_PROMPT_.
Extend the account below of searching burned neighborhoods for pools after the fires, continuing from its last sentence.

I NOTICED SALBA CALLED a few times on my cell phone that Sunday, as well as other pool skaters in San Diego and back east in NYC, Massachusetts, and Florida. Most of the messages said "Dude, there are going to be a shit load of pools going on soon." That's exactly what I thought, but I knew from past experience with the Northridge earthquakes that those areas would be hot for awhile with insurance companies, families trying to find any sort of remaining belongings, looters, and aggro neighbors pissed about nosy people cruising around the charred remains. So I gave it about a month and a half, then started searching. Driving around there, it really hit that the fires ripped through and burned houses to the ground, leaving only an occasional chimney--the concrete slab that once was separated by walls--and mangled metal on the ground. There were cars, lawn furniture and swing sets burned, and only the frames of things were still visible. Some streets had one house standing--untouched by the flames--and 10 or 15 other houses missing around it.
Most of the pools were still intact; some filled to the top with black dirt, ash, and water. I spoke with one resident whose house did not burn, and he mentioned that some people placed personal belongings in trash bags and submersed them in the full swimming pools to escape the fires. Another couple actually had to jump in the swimming pool to escape being burned to death. Whoever said swimming pools with water in them are useless? Another resident of that area pointed to the canyon behind a house and said it took 19 minutes for the fire to burn about one mile, and that the flames were so huge that they went right over the house like a giant wave and burned the houses across the street.

_RECORDS PROVIDED_.

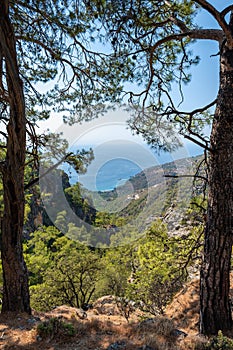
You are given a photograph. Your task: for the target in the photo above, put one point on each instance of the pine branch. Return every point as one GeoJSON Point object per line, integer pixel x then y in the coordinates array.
{"type": "Point", "coordinates": [219, 18]}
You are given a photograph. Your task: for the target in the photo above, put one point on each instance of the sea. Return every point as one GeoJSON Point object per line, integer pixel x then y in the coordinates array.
{"type": "Point", "coordinates": [116, 162]}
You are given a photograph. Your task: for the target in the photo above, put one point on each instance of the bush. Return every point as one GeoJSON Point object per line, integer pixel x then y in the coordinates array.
{"type": "Point", "coordinates": [220, 342]}
{"type": "Point", "coordinates": [53, 326]}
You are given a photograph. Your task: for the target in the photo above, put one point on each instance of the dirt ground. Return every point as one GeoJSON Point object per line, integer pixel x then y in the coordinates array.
{"type": "Point", "coordinates": [104, 328]}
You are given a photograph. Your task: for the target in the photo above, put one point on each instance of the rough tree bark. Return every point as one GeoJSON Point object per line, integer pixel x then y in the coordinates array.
{"type": "Point", "coordinates": [15, 277]}
{"type": "Point", "coordinates": [215, 272]}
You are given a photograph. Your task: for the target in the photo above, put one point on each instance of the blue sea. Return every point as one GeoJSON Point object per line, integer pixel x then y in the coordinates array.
{"type": "Point", "coordinates": [115, 162]}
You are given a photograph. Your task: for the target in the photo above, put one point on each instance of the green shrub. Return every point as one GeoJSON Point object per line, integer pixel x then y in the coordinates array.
{"type": "Point", "coordinates": [220, 342]}
{"type": "Point", "coordinates": [53, 326]}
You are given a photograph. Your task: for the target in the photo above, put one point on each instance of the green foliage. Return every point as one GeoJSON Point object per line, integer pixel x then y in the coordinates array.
{"type": "Point", "coordinates": [220, 342]}
{"type": "Point", "coordinates": [55, 326]}
{"type": "Point", "coordinates": [62, 271]}
{"type": "Point", "coordinates": [162, 259]}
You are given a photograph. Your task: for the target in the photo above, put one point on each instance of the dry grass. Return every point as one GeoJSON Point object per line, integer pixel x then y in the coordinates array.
{"type": "Point", "coordinates": [103, 327]}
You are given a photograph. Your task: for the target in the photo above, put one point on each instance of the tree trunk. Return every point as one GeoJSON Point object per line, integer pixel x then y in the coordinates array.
{"type": "Point", "coordinates": [215, 312]}
{"type": "Point", "coordinates": [15, 278]}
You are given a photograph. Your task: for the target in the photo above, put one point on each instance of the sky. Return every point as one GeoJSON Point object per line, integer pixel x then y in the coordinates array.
{"type": "Point", "coordinates": [202, 90]}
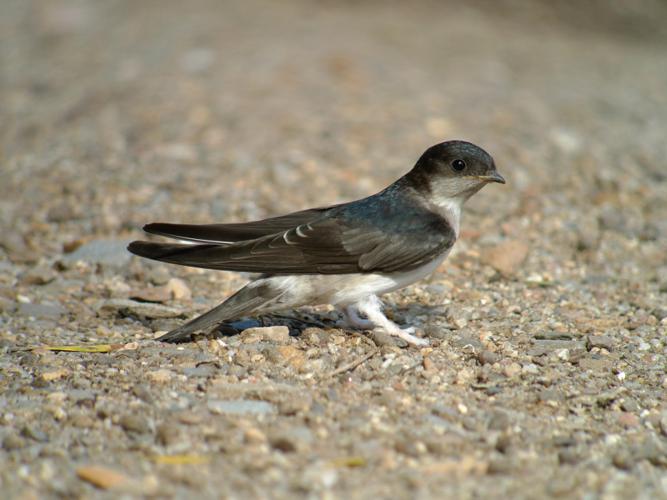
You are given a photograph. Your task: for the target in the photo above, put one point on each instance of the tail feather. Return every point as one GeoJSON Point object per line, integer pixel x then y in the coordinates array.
{"type": "Point", "coordinates": [256, 297]}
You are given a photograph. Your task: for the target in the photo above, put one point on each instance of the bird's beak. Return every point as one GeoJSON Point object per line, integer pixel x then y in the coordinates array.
{"type": "Point", "coordinates": [494, 177]}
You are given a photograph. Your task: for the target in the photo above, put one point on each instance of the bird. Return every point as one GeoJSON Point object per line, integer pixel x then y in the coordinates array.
{"type": "Point", "coordinates": [346, 255]}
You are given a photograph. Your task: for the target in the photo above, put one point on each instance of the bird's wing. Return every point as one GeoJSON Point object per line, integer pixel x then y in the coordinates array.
{"type": "Point", "coordinates": [230, 233]}
{"type": "Point", "coordinates": [335, 244]}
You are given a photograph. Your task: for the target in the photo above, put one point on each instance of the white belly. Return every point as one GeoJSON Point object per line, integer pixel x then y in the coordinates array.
{"type": "Point", "coordinates": [345, 289]}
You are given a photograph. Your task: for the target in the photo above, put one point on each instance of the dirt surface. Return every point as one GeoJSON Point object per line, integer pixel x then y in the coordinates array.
{"type": "Point", "coordinates": [546, 374]}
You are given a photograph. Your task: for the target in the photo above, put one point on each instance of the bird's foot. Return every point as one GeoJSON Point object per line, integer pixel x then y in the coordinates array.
{"type": "Point", "coordinates": [356, 321]}
{"type": "Point", "coordinates": [407, 335]}
{"type": "Point", "coordinates": [371, 307]}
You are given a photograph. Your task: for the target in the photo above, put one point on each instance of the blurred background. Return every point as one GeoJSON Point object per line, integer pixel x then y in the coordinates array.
{"type": "Point", "coordinates": [116, 113]}
{"type": "Point", "coordinates": [548, 322]}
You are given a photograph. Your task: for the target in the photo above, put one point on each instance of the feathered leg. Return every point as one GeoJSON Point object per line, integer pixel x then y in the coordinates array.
{"type": "Point", "coordinates": [371, 307]}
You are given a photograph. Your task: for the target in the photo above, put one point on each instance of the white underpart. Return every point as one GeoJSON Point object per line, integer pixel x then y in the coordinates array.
{"type": "Point", "coordinates": [450, 208]}
{"type": "Point", "coordinates": [356, 293]}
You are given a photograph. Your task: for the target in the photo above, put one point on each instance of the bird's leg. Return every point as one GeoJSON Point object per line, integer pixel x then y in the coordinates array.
{"type": "Point", "coordinates": [371, 307]}
{"type": "Point", "coordinates": [356, 321]}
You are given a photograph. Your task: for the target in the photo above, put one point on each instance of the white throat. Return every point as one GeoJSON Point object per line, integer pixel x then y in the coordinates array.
{"type": "Point", "coordinates": [450, 209]}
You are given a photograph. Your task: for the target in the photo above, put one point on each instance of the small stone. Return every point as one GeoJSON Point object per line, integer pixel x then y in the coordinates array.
{"type": "Point", "coordinates": [485, 357]}
{"type": "Point", "coordinates": [158, 275]}
{"type": "Point", "coordinates": [204, 370]}
{"type": "Point", "coordinates": [107, 252]}
{"type": "Point", "coordinates": [168, 434]}
{"type": "Point", "coordinates": [530, 369]}
{"type": "Point", "coordinates": [143, 392]}
{"type": "Point", "coordinates": [34, 434]}
{"type": "Point", "coordinates": [52, 375]}
{"type": "Point", "coordinates": [568, 456]}
{"type": "Point", "coordinates": [13, 442]}
{"type": "Point", "coordinates": [178, 289]}
{"type": "Point", "coordinates": [410, 447]}
{"type": "Point", "coordinates": [148, 310]}
{"type": "Point", "coordinates": [151, 294]}
{"type": "Point", "coordinates": [630, 405]}
{"type": "Point", "coordinates": [623, 459]}
{"type": "Point", "coordinates": [40, 311]}
{"type": "Point", "coordinates": [40, 275]}
{"type": "Point", "coordinates": [512, 370]}
{"type": "Point", "coordinates": [135, 423]}
{"type": "Point", "coordinates": [274, 334]}
{"type": "Point", "coordinates": [102, 477]}
{"type": "Point", "coordinates": [292, 356]}
{"type": "Point", "coordinates": [627, 419]}
{"type": "Point", "coordinates": [499, 421]}
{"type": "Point", "coordinates": [464, 376]}
{"type": "Point", "coordinates": [381, 339]}
{"type": "Point", "coordinates": [160, 376]}
{"type": "Point", "coordinates": [596, 364]}
{"type": "Point", "coordinates": [506, 257]}
{"type": "Point", "coordinates": [240, 407]}
{"type": "Point", "coordinates": [599, 341]}
{"type": "Point", "coordinates": [500, 465]}
{"type": "Point", "coordinates": [550, 396]}
{"type": "Point", "coordinates": [292, 440]}
{"type": "Point", "coordinates": [663, 423]}
{"type": "Point", "coordinates": [253, 435]}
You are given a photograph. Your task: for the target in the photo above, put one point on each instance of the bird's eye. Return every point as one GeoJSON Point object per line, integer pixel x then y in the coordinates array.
{"type": "Point", "coordinates": [458, 165]}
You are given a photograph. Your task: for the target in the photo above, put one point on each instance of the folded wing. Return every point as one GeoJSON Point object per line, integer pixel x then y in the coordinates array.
{"type": "Point", "coordinates": [230, 233]}
{"type": "Point", "coordinates": [335, 244]}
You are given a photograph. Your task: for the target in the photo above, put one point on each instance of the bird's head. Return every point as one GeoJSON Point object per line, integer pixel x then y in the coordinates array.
{"type": "Point", "coordinates": [453, 170]}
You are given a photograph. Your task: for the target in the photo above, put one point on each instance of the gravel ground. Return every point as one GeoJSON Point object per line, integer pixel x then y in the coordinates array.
{"type": "Point", "coordinates": [546, 374]}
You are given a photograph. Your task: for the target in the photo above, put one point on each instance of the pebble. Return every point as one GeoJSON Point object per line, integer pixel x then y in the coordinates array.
{"type": "Point", "coordinates": [600, 341]}
{"type": "Point", "coordinates": [40, 275]}
{"type": "Point", "coordinates": [160, 376]}
{"type": "Point", "coordinates": [135, 423]}
{"type": "Point", "coordinates": [627, 419]}
{"type": "Point", "coordinates": [52, 375]}
{"type": "Point", "coordinates": [41, 311]}
{"type": "Point", "coordinates": [112, 253]}
{"type": "Point", "coordinates": [294, 439]}
{"type": "Point", "coordinates": [148, 310]}
{"type": "Point", "coordinates": [13, 442]}
{"type": "Point", "coordinates": [273, 334]}
{"type": "Point", "coordinates": [485, 357]}
{"type": "Point", "coordinates": [512, 370]}
{"type": "Point", "coordinates": [241, 407]}
{"type": "Point", "coordinates": [506, 257]}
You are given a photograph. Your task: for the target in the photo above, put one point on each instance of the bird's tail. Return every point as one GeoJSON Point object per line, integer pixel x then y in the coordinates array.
{"type": "Point", "coordinates": [261, 296]}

_ANSWER FOR THE TASK_.
Jesse Fritsch, Matt Dove and myself found a handful of pools that were all built in the recent years with crazy waterfalls, loveseats, and bells and whistles that the older, more skateable pools didn't have. So we crept around in the dark and on weekdays and bucketed and shoveled ash out to skate these holes, trying not to be caught by a neighbor or the police. Even worse would be skating a pool and having the person who lost all their belongings (that will never get replaced by the best insurance companies) show up to find skaters ruining one of the only things left.
These fires devastated the area and even took people's lives. Barging some poor victim's backyard to skate their once-maintained and groomed swimming pool may not do much to help the situation, but at least the worst of the damage was already done. Skate and destroy.